Here are some records; copy every line that holds the word "TARGET".

Material for this exercise:
|---|

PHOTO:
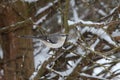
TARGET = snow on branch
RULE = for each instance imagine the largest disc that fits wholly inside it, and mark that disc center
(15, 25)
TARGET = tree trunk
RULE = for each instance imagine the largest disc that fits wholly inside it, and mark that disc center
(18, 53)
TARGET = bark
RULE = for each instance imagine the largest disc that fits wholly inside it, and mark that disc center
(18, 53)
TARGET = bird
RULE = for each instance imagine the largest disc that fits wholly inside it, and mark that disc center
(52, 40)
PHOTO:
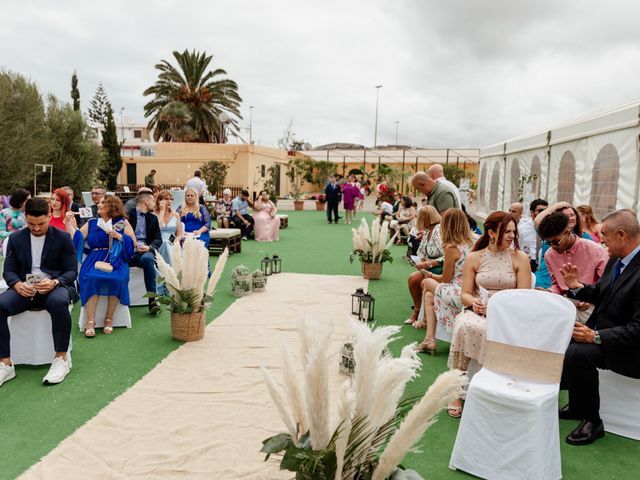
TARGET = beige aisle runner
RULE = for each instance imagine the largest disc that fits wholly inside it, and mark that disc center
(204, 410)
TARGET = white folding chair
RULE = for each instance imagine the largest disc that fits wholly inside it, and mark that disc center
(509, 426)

|---|

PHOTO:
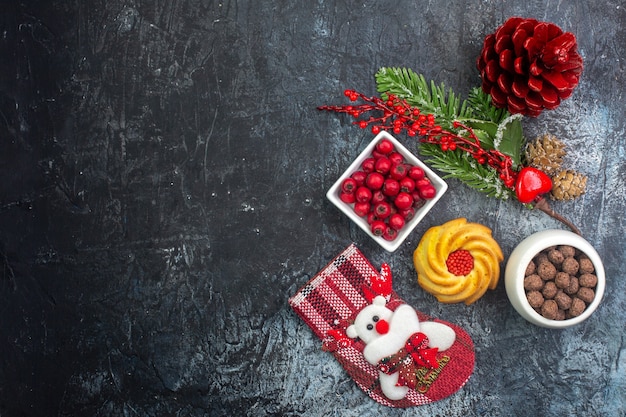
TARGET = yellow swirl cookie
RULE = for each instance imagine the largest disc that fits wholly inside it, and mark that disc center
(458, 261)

|---|

Written answer:
TARGET = snow on branch
TARGET = tree trunk
TARGET = bark
TARGET = bird
TARGET = beige aisle runner
TARGET = white folding chair
TARGET = yellow swirl cookie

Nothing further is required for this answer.